# TASK 1:
Copy the entries below word for word, from the line containing "Where can the cormorant's head" through the last line of the entries, including both of those lines.

The defendant has referred to the length of time elapsing between the initial stop and Sparks' pat-down of Akers as casting doubt upon Sparks' suspicion and lawful justification for the pat-down. Due to the dangerousness of traffic stops to police officers, the Fourth Circuit has stated that, "[i]n recognition of the extraordinary dangers to which officers are exposed during such encounters, the Court has consistently accorded officers wide latitude to protect their safety." See, e.g., United States v. Stanfield, 109 F.3d 976, 977 (4th Cir. 1997) (finding that a substantial government interest in officer safety outweighed minimal privacy interest of suspect in interior of his vehicle when vehicle had heavily tinted windows). The court therefore finds that Sparks' decision to wait for backup before conducting pat-down searches of the vehicle's occupants was reasonable.

In combination, the defendant's reputation and the discovery of a firearm on the dashboard created sufficient reasonable, particularized suspicion to justify a pat-down search of the defendant for officer safety. The marijuana residue found during the pat-down search was a valid basis for arrest, as possession of less than one-half ounce of marijuana is a Class 1 misdemeanor, punishable by up to twelve months in jail. See Va. Code Ann. § 18.2-248.1, § 18.2-11 (2005). Therefore, evidence seized as a result of the arrest is admissible.

Records excerpted from a collection:
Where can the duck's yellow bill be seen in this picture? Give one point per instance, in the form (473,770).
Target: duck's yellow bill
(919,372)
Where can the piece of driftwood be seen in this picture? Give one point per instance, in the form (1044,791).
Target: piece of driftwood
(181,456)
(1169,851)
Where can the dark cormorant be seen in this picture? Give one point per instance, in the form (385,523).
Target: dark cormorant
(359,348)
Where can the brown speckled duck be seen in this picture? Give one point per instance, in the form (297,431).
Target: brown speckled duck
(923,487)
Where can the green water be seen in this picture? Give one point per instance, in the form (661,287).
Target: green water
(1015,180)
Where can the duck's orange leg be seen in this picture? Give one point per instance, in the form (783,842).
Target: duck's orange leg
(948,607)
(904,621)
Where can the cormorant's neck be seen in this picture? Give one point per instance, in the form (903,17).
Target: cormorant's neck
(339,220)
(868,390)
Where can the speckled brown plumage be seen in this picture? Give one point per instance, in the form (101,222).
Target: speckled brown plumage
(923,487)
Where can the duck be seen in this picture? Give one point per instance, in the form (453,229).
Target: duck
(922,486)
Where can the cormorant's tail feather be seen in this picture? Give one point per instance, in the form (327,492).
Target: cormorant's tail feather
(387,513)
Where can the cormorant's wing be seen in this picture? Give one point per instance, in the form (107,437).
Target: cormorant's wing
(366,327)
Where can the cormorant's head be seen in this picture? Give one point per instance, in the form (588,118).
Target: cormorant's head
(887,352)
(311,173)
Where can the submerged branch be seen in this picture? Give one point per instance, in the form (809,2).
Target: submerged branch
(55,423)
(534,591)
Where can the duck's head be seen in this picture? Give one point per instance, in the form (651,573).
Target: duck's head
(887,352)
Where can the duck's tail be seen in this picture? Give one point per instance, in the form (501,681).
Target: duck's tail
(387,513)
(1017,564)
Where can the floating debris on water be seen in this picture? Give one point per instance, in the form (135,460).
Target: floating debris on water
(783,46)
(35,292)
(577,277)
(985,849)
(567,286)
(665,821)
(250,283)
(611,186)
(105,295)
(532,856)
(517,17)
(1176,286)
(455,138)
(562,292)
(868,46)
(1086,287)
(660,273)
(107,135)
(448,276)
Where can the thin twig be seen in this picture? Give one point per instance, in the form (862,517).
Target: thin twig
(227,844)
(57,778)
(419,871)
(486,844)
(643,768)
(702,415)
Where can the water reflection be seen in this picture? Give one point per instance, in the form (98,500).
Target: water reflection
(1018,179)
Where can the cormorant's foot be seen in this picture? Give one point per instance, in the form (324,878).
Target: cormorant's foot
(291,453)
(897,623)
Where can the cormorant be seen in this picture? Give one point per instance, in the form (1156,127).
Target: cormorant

# TASK 2:
Answer these questions about the court ruling:
(a) Which court said officers are given wide latitude to protect their safety during traffic stops?
(b) What was discovered on the dashboard?
(c) What class of offense is possession of less than one-half ounce of marijuana?

# COMPLETE OUTPUT 1:
Where can the cormorant's head be seen in this picture? Give one point per instance, in the form (588,118).
Target: cormorant's head
(887,352)
(311,173)
Where can the submerged branch be seen in this picture? Give one point per instance, in the form (809,2).
Target: submerged branch
(55,423)
(534,591)
Where can the duck's head be seen in this picture? Give one point per instance, in the form (651,573).
Target: duck's head
(887,352)
Where can the duck's tail be seen in this picture? Give one point per instance, in the form (501,681).
Target: duck's tail
(387,513)
(1017,564)
Where can the floating debris on water be seen in this picture? Give one point per instance, in the form (135,460).
Target: floating debris on water
(783,46)
(35,292)
(577,277)
(985,849)
(567,286)
(665,821)
(250,283)
(611,186)
(105,295)
(532,856)
(517,17)
(1176,286)
(455,138)
(562,292)
(868,46)
(1086,287)
(660,273)
(107,135)
(448,276)
Where can the thin twig be seen in this picture? Give one point per instance, in the form (862,517).
Target: thin twig
(227,844)
(57,778)
(419,871)
(486,844)
(643,768)
(702,415)
Where can the water reflection be seen in this picture? Give one point per instance, in the form (98,500).
Target: water reflection
(1018,179)
Where can the cormorant's foot be seen in this picture? Give one point per instance, in the form (324,878).
Target: cormorant's foot
(291,453)
(897,623)
Where can the cormorant be seen in this picture? Give one point per instance, in the form (1156,127).
Target: cormorant

# COMPLETE OUTPUT 2:
(a) The Fourth Circuit.
(b) A firearm.
(c) A Class 1 misdemeanor.